The task:
Find each line in the items below that contains the string "pink" and copy it in full. Case matters when matching.

++++++

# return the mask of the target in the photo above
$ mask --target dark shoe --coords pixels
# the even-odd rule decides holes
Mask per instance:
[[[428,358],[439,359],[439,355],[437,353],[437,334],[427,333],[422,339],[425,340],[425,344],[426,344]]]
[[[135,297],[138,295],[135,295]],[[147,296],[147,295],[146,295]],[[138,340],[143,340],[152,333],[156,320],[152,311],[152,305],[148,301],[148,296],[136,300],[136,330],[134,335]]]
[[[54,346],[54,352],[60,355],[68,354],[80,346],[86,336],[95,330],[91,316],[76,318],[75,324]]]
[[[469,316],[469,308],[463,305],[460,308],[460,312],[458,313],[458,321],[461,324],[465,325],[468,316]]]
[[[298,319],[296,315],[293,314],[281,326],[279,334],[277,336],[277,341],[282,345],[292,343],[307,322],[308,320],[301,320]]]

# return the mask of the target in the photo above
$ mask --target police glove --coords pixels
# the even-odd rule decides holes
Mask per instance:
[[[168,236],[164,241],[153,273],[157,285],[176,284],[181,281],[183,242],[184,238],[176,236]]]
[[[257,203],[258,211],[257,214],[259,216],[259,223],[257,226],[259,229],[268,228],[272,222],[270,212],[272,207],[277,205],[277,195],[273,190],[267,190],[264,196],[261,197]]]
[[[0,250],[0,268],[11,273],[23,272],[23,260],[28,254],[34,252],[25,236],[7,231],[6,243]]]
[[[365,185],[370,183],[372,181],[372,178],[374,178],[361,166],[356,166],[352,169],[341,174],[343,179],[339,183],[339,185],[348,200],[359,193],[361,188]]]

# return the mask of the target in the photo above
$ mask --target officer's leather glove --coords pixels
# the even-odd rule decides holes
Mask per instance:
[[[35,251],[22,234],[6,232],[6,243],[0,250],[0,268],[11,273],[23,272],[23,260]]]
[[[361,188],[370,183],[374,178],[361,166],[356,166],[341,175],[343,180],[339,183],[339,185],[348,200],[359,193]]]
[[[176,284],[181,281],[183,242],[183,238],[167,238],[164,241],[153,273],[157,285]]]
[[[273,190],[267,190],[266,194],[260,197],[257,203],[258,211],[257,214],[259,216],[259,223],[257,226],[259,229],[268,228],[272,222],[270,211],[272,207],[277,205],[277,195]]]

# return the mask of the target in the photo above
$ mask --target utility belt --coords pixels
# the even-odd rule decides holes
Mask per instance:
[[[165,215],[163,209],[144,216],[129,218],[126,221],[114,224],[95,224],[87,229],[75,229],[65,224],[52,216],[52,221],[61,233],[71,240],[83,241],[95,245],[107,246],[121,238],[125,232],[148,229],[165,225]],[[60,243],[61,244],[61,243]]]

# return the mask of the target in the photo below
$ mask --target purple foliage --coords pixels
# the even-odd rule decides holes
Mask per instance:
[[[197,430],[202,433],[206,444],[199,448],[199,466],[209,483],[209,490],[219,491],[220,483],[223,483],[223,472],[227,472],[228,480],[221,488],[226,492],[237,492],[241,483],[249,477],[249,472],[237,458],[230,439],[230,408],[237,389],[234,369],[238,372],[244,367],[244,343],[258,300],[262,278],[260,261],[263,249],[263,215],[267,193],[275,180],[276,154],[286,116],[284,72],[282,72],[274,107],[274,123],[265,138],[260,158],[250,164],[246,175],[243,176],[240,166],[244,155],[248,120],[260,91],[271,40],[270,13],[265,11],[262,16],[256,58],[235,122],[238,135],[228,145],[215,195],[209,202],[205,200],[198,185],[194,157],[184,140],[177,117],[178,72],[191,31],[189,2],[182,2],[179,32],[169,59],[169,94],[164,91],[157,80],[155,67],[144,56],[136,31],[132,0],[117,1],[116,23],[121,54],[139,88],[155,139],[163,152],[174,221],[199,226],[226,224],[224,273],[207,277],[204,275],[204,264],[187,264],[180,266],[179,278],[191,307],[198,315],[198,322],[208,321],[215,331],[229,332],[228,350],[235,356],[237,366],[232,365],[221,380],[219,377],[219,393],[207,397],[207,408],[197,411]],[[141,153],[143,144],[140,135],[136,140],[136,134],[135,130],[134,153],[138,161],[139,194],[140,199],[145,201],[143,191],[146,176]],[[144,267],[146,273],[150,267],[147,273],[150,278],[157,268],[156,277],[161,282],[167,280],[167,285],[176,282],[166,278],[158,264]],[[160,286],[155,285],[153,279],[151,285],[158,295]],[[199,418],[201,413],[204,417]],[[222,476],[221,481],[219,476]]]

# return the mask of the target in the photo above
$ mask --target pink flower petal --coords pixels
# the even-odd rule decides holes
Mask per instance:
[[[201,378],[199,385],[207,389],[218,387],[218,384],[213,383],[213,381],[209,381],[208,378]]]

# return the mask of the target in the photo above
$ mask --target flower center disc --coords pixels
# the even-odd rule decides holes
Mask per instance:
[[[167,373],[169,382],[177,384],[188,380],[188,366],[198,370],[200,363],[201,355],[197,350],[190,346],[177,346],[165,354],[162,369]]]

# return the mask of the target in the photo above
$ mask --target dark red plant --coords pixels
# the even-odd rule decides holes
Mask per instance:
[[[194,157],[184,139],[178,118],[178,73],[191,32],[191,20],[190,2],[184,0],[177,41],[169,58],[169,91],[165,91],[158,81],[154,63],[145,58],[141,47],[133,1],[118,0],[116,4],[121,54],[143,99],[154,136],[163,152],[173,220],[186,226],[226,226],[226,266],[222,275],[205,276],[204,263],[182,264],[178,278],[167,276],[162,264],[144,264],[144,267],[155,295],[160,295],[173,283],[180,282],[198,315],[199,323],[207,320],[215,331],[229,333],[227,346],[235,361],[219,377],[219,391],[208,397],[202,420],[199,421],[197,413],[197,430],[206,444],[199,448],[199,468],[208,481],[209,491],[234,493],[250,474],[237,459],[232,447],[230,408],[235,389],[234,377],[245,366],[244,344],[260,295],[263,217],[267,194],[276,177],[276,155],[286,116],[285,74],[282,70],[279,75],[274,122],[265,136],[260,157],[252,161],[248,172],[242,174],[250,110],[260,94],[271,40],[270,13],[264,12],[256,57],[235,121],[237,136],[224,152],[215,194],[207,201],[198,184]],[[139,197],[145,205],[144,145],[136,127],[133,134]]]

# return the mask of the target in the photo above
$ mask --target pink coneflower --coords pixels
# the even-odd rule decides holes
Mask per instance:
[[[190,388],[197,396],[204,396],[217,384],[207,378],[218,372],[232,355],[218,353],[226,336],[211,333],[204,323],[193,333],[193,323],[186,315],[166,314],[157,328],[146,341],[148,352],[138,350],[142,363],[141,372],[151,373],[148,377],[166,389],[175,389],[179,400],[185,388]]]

++++++

The solution:
$ mask --target pink flower petal --coords pixels
$ mask --target pink coneflower --coords pixels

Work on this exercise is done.